• **DATA RECORDS**:
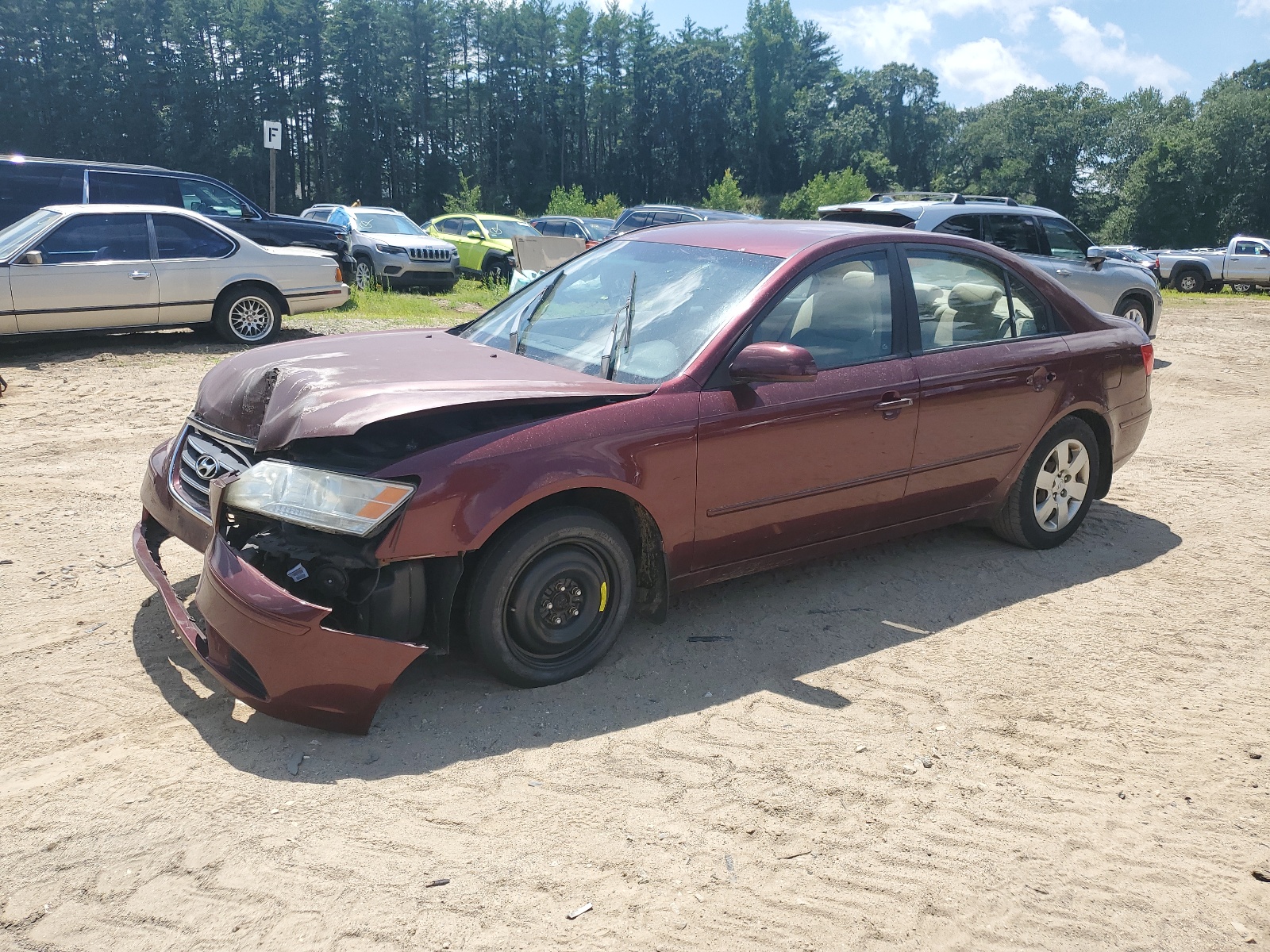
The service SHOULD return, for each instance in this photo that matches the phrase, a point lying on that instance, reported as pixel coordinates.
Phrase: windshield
(502, 228)
(577, 315)
(17, 235)
(387, 224)
(597, 228)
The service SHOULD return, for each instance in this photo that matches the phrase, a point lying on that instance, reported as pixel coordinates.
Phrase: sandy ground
(1087, 715)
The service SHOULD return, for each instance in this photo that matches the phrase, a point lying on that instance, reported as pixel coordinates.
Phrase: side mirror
(770, 362)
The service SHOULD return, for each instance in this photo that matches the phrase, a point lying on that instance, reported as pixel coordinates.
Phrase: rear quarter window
(25, 188)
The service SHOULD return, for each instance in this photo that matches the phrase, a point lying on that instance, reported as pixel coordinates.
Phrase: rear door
(789, 465)
(97, 273)
(992, 366)
(1067, 262)
(1249, 260)
(194, 264)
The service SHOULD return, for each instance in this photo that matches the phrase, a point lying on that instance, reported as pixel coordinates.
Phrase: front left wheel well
(638, 527)
(283, 306)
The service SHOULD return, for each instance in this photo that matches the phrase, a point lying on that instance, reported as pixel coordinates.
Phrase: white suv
(1041, 236)
(389, 248)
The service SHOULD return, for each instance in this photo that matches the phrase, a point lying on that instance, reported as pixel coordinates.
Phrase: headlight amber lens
(333, 501)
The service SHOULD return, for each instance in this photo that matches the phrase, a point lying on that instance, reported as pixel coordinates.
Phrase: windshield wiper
(518, 336)
(609, 362)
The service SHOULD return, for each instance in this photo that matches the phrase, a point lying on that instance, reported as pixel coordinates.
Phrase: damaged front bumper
(270, 647)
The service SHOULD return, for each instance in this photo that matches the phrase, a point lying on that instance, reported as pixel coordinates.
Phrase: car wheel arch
(283, 306)
(1143, 298)
(634, 520)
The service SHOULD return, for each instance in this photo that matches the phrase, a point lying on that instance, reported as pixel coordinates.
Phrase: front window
(634, 311)
(387, 224)
(17, 235)
(964, 298)
(505, 228)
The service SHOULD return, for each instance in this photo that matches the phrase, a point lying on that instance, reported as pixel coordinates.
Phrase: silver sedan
(140, 267)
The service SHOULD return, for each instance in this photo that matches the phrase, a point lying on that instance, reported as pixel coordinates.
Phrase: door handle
(1041, 378)
(892, 405)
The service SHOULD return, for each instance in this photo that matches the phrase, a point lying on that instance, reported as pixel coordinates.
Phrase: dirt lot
(1087, 715)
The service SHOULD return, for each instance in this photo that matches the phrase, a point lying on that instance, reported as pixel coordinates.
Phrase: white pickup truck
(1245, 264)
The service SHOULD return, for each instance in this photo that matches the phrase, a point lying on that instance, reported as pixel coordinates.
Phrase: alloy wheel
(252, 317)
(1062, 484)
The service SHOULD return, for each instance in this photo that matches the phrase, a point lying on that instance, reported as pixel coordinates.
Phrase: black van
(27, 184)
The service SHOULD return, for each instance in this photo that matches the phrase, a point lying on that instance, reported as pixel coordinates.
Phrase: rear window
(25, 188)
(130, 188)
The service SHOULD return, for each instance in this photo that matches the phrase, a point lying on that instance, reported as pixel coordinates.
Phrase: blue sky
(983, 48)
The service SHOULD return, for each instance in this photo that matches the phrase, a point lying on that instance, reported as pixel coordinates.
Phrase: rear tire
(1189, 282)
(1054, 492)
(1136, 310)
(248, 317)
(550, 597)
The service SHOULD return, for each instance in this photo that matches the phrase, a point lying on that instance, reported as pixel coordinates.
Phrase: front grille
(194, 469)
(429, 254)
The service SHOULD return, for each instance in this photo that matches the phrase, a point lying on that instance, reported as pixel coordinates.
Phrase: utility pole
(273, 143)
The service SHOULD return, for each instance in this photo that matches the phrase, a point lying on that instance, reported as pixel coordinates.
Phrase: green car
(484, 241)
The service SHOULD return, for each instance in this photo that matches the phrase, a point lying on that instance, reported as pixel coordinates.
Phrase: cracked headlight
(332, 501)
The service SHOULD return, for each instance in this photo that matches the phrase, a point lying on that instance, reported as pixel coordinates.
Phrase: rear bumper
(267, 647)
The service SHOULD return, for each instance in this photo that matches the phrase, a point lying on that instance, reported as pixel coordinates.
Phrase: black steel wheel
(550, 597)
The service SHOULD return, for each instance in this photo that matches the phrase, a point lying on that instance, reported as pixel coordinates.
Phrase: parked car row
(1041, 236)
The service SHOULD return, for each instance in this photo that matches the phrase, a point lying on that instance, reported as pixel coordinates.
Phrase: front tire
(248, 317)
(550, 597)
(1053, 494)
(1189, 282)
(364, 273)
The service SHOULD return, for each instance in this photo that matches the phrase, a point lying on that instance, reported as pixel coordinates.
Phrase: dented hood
(333, 386)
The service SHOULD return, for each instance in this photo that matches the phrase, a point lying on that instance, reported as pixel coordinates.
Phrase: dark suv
(27, 184)
(645, 216)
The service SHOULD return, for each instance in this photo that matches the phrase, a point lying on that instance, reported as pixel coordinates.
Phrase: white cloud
(880, 33)
(987, 67)
(1105, 51)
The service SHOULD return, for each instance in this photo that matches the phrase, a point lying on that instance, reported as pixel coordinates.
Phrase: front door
(992, 370)
(787, 465)
(97, 273)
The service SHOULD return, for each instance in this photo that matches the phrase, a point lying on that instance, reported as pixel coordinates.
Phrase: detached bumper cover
(270, 647)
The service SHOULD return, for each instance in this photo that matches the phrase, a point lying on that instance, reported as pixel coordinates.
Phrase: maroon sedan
(673, 408)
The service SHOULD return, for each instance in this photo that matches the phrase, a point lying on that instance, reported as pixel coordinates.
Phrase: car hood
(403, 240)
(333, 386)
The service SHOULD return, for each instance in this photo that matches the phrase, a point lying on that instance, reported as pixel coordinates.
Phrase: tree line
(394, 101)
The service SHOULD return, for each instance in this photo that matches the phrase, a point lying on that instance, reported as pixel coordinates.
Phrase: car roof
(764, 236)
(18, 159)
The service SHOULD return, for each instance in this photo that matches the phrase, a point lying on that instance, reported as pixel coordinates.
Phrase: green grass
(1178, 298)
(470, 298)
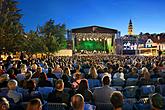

• **GIVEN PROBLEM**: Pick out every line in the items above that contains the word "windshield", and copy each of those lines in full.

• **OUTPUT OF THE EXERCISE**:
Phrase: windshield
Phrase: windshield wiper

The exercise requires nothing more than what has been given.